» TASK DETAILS:
From the records below, pull each line that has "Class".

» MATERIAL TO PROCESS:

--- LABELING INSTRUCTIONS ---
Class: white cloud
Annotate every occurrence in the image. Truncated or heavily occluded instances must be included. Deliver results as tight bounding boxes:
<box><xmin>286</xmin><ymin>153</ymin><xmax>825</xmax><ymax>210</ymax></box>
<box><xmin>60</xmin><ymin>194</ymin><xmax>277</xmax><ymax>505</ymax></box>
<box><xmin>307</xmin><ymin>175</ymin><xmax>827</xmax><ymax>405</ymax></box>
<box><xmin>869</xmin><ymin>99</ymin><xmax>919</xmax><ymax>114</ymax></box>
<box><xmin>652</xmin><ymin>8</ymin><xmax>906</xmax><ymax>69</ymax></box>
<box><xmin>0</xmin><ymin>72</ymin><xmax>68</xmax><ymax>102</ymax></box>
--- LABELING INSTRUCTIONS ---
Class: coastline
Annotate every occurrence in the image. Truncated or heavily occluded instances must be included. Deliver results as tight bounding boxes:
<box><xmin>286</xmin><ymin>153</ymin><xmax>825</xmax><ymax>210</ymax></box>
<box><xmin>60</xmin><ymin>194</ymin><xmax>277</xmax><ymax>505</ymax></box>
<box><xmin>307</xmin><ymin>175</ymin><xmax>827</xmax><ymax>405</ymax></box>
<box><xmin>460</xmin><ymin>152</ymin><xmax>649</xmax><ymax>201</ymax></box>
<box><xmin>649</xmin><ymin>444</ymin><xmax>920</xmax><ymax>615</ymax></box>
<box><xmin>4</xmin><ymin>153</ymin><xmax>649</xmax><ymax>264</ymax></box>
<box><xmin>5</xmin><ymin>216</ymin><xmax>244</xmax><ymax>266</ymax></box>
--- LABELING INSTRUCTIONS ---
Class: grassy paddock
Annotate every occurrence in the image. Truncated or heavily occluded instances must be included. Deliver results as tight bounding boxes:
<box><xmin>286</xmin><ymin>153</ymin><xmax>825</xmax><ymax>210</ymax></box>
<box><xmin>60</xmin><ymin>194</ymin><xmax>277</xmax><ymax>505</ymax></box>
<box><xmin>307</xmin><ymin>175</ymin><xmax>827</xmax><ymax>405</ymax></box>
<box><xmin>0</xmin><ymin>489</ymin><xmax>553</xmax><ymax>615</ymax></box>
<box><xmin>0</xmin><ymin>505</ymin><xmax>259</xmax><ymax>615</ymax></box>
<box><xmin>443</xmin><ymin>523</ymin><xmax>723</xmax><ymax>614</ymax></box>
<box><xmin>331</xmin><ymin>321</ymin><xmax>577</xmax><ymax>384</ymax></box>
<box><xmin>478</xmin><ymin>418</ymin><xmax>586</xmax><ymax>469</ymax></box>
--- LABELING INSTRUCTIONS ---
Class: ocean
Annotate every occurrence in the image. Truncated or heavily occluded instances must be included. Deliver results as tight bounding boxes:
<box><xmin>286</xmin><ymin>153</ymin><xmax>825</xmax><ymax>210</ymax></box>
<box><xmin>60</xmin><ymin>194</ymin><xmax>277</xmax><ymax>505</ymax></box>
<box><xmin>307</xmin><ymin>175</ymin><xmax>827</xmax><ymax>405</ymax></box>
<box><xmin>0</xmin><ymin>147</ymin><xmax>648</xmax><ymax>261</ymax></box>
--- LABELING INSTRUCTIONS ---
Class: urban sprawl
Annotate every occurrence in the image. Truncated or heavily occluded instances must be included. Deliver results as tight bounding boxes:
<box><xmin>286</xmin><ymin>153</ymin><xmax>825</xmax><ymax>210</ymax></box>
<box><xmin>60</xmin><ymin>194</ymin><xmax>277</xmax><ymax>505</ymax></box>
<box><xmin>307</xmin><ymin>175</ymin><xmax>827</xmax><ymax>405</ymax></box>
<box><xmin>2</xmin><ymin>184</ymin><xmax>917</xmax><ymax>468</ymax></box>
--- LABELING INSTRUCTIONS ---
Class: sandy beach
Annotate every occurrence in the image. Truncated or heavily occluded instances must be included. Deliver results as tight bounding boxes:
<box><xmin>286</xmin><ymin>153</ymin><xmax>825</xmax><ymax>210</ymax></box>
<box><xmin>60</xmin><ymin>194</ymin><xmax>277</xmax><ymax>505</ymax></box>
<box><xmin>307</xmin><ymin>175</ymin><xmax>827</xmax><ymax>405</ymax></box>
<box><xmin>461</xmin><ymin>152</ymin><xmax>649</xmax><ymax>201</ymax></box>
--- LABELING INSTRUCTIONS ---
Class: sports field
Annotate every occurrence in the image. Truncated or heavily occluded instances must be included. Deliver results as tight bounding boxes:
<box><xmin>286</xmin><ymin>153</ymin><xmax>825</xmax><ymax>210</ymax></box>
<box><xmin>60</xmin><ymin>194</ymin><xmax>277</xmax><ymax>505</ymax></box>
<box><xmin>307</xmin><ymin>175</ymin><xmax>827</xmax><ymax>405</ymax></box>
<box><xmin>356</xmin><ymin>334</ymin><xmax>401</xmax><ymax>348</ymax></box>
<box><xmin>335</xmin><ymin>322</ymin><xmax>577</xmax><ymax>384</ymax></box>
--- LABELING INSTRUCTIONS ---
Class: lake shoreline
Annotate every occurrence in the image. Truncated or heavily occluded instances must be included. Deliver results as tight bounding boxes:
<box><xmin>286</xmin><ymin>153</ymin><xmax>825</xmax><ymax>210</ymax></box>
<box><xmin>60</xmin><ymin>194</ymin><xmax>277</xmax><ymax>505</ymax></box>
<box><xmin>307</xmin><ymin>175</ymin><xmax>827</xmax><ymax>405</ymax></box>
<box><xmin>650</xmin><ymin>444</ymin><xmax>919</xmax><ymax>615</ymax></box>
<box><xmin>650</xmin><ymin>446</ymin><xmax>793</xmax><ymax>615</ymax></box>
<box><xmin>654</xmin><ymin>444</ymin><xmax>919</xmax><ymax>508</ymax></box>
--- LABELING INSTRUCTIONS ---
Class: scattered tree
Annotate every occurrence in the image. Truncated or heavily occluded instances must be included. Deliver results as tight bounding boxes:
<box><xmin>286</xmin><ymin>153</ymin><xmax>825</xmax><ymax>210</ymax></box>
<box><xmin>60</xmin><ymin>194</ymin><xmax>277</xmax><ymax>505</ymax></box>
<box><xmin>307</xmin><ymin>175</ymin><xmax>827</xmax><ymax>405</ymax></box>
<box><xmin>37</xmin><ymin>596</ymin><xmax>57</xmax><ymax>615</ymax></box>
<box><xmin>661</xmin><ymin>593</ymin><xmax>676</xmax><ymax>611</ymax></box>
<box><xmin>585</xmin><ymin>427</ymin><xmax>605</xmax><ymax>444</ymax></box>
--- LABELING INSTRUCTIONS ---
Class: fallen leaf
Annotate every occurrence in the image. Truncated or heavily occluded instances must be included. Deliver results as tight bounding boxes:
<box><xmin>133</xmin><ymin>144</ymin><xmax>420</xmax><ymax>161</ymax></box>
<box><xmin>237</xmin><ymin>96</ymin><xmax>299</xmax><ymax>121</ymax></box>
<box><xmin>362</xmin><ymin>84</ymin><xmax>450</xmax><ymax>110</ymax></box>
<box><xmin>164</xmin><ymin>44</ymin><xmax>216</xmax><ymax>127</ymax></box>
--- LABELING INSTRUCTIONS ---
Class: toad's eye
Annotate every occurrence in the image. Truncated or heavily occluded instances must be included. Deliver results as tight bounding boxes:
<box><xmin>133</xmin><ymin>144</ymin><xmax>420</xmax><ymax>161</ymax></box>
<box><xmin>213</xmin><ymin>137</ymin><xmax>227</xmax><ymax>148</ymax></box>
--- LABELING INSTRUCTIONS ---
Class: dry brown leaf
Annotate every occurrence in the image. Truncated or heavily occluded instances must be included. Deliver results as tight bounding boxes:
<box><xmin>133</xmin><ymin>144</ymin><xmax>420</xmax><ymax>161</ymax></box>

» RESPONSE FOR THIS EXERCISE:
Class: white cloud
Class: coastline
Class: grassy paddock
Class: ocean
Class: urban sprawl
Class: sandy beach
Class: sports field
Class: lake shoreline
Class: scattered tree
Class: fallen leaf
Class: toad's eye
Class: dry brown leaf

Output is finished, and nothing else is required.